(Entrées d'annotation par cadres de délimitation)
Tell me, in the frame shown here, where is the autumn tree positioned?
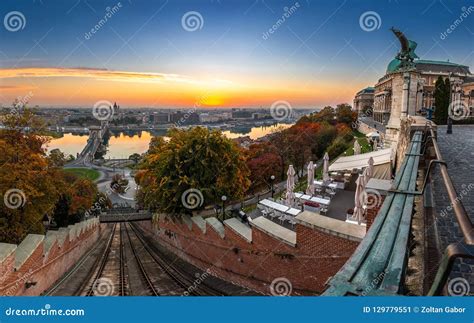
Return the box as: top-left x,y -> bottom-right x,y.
48,148 -> 67,167
137,127 -> 250,214
0,107 -> 59,243
246,142 -> 284,193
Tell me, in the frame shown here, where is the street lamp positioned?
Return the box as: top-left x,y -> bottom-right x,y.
446,73 -> 454,135
42,214 -> 50,232
221,195 -> 227,221
270,175 -> 275,199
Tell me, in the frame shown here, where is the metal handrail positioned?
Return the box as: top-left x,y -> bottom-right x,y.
429,125 -> 474,245
425,125 -> 474,296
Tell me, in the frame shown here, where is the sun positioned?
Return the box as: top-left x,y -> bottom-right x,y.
201,95 -> 224,107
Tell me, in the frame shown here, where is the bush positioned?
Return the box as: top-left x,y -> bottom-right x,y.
327,140 -> 349,159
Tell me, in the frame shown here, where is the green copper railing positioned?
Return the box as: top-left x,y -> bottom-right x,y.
323,124 -> 474,296
323,131 -> 423,296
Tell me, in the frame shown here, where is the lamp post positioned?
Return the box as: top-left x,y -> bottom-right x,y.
42,214 -> 50,232
221,195 -> 227,221
446,73 -> 453,135
270,175 -> 275,199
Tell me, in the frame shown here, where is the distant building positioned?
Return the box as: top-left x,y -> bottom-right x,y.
354,29 -> 474,129
149,112 -> 171,124
232,109 -> 252,119
170,111 -> 199,126
233,136 -> 254,149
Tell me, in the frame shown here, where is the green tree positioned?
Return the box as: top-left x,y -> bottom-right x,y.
137,127 -> 250,214
433,76 -> 451,125
48,148 -> 66,167
0,105 -> 59,243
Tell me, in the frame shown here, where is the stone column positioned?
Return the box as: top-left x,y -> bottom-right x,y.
400,73 -> 411,118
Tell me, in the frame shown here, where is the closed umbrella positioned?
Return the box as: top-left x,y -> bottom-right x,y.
354,140 -> 361,155
286,165 -> 296,206
323,153 -> 329,182
366,157 -> 374,178
306,161 -> 314,195
353,176 -> 365,224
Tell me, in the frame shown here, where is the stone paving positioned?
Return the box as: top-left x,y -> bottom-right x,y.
433,125 -> 474,295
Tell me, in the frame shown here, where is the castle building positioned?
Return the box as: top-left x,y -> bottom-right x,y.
354,28 -> 474,131
354,86 -> 375,114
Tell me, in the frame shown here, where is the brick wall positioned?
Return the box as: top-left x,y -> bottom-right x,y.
0,221 -> 101,296
137,217 -> 359,295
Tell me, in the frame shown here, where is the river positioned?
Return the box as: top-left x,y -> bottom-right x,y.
47,124 -> 291,159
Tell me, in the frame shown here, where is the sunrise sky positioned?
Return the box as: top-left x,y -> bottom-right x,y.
0,0 -> 474,108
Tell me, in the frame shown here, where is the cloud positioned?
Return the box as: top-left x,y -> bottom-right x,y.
0,67 -> 228,84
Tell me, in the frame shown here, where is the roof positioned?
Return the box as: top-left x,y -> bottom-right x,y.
387,58 -> 471,74
329,148 -> 392,171
251,216 -> 296,247
356,86 -> 375,95
415,59 -> 471,74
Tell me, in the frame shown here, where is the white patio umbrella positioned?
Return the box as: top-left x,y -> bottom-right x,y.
306,161 -> 314,195
352,176 -> 365,224
366,157 -> 374,178
323,152 -> 329,182
286,165 -> 296,206
354,140 -> 361,155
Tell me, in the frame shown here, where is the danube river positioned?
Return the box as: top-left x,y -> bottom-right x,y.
47,124 -> 291,159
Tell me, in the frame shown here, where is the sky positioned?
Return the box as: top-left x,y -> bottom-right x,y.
0,0 -> 474,108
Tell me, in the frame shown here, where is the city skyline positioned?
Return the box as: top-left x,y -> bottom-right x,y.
0,0 -> 474,108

Consigne — Convertissez toutes les entrées ci-dessus en une liste JSON de chaînes, une chaîne par ligne, sans les lignes vides. Laissez les images hors de la réponse.

Résultat ci-dessous —
[
  "Tell me, in the frame shown here, where is the autumn tree positioned?",
  "Return the box as: top-left x,y -> bottom-right x,y.",
  "48,148 -> 67,167",
  "137,127 -> 250,214",
  "0,107 -> 59,243",
  "246,142 -> 284,193",
  "Tell me, in the frame shown here, where is the street lamp positioned?",
  "Return the box as: top-left x,y -> bottom-right x,y.",
  "446,73 -> 454,135",
  "42,214 -> 50,232",
  "221,195 -> 227,221",
  "270,175 -> 275,199",
  "Tell me, in the frame shown here, where is the metal handrail positioned?",
  "Return the box as: top-left x,y -> bottom-right x,y.",
  "429,125 -> 474,245",
  "425,125 -> 474,296",
  "Tell me, in the frame shown here, where is the sun positioned?",
  "Return the box as: top-left x,y -> bottom-right x,y.",
  "201,95 -> 224,107",
  "Tell me, in the frame shown here, where is the bush positioned?",
  "Return the box as: top-left x,y -> bottom-right x,y.",
  "327,140 -> 349,159",
  "Tell me, in the frame shown here, where is the green copper railing positioned?",
  "Return the box as: top-left x,y -> bottom-right x,y.",
  "323,124 -> 474,296",
  "323,131 -> 423,296",
  "Tell me, in the frame shown here, where is the lamp post positioned?",
  "Return the box as: top-left x,y -> bottom-right x,y.",
  "42,214 -> 50,232",
  "221,195 -> 227,221",
  "446,73 -> 453,135",
  "270,175 -> 275,199",
  "Tell me, in the frame shown here, where is the distant building positioned?",
  "Return the box as: top-left x,y -> bottom-right x,y.",
  "354,29 -> 474,129",
  "149,112 -> 171,124",
  "232,109 -> 252,119",
  "170,111 -> 199,126",
  "233,136 -> 254,149",
  "Tell me, in the frame shown here, where is the green tree positioned?",
  "Return the box as: top-left x,y -> bottom-right x,y.",
  "137,127 -> 250,214",
  "433,76 -> 451,125",
  "48,148 -> 66,167",
  "0,105 -> 59,243",
  "Tell me, in the frame shown here, where is the stone column positioned?",
  "Return the box as: top-left x,y -> bottom-right x,y.",
  "400,73 -> 411,118",
  "Tell me, in the frame shown here, where is the closed umbrella positioned?",
  "Return the box as: top-left x,y -> bottom-right x,y.",
  "354,140 -> 361,155",
  "286,165 -> 296,206",
  "323,153 -> 329,182",
  "366,157 -> 374,178",
  "306,161 -> 314,195",
  "353,176 -> 365,224",
  "Tell me, in the frame shown here, where is the stone paving positioned?",
  "Return the box as: top-left x,y -> bottom-right x,y.",
  "433,125 -> 474,295",
  "Tell me, in the frame shown here, where is the castle building positioned?",
  "Return the box as: top-left x,y -> bottom-right x,y.",
  "354,28 -> 474,131",
  "354,86 -> 375,114",
  "Tell me, in the frame shown here, where is the brick wall positioned?",
  "Return the box as: top-left x,y -> bottom-right x,y.",
  "0,221 -> 101,296",
  "137,217 -> 359,295",
  "Tell me, in the frame shown here, where is the river positioned?",
  "Return the box as: top-left x,y -> bottom-right x,y.",
  "47,124 -> 291,159",
  "Tell me, in the frame shown here, where is the sunrise sky positioned?",
  "Return the box as: top-left x,y -> bottom-right x,y.",
  "0,0 -> 474,108",
  "Tell me, in the frame shown here, where is the cloud positioned?",
  "Return the box as: top-left x,y -> bottom-right x,y.",
  "0,67 -> 228,84",
  "Tell me, in the frame shown here, where is the roof positioned?",
  "Return the box as: top-left x,y -> bottom-right x,y.",
  "387,58 -> 471,74",
  "329,148 -> 392,171",
  "251,216 -> 296,247",
  "356,86 -> 375,95",
  "415,59 -> 471,74",
  "Tell me, in the frame shown here, where is the white patio umbrella positioned?",
  "Return the box as: top-left x,y -> bottom-right x,y.",
  "306,161 -> 314,195",
  "352,176 -> 365,224",
  "366,157 -> 374,178",
  "323,152 -> 329,182",
  "286,165 -> 296,206",
  "354,140 -> 361,155",
  "Tell me, in the frame shown here, where is the danube river positioned?",
  "Return the box as: top-left x,y -> bottom-right x,y.",
  "47,124 -> 291,159",
  "Tell me, in the frame shown here, where is the sky positioned?",
  "Return the box as: top-left x,y -> bottom-right x,y.",
  "0,0 -> 474,108",
  "Tell me, in the frame shown here, where is the city skyline positioned?",
  "Return the box as: top-left x,y -> bottom-right x,y.",
  "0,0 -> 474,108"
]